### AIM
Extract every line in the listing below that contains the word "rings".

### DATA FOR THIS EXERCISE
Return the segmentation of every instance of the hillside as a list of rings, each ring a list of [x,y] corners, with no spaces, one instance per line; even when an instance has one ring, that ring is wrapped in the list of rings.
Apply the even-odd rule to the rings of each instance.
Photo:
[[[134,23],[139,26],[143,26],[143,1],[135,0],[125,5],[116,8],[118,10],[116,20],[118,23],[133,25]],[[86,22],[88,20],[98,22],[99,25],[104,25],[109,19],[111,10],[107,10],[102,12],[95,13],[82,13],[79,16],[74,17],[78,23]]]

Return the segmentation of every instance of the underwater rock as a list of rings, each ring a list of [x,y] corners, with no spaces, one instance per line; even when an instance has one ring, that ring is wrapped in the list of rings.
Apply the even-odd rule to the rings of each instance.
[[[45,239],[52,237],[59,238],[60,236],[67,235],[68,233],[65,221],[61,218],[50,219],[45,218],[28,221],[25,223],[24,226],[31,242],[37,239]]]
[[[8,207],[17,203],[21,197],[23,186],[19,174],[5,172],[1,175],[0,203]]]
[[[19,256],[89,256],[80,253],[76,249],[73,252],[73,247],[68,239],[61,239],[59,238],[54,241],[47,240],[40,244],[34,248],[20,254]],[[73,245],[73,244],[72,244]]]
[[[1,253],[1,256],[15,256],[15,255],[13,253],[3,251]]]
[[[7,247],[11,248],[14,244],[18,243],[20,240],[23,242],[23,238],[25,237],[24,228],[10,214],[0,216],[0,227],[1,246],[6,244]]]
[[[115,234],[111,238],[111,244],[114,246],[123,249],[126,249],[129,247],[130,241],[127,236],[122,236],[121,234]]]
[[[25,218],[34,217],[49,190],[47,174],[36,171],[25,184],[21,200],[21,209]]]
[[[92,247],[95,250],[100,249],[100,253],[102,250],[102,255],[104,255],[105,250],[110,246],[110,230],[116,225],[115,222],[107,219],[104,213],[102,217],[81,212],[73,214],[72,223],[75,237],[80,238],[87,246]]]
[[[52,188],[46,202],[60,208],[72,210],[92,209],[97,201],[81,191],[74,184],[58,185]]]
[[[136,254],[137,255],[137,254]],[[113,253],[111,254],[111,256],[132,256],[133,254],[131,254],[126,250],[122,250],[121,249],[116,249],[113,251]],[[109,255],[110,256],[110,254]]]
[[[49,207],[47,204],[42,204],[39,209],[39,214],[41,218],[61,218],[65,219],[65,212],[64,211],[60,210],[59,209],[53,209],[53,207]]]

### REPLY TO THE TASK
Return the segmentation of every instance of the hillside as a list of rings, each ring a list of [x,y] corners, with no spaces, one instance per line; even when an instance has one ring, that ring is wrapped in the list of rings.
Apply the even-odd rule to the rings of each instance.
Return the segmentation of every instance of the underwater rock as a list of rings, each ring a list of [x,y] corners, with no spaces, one instance per line; even when an instance has one ring, that ring is wrapped in the list of rings.
Apply the even-odd rule to the rings of each instance.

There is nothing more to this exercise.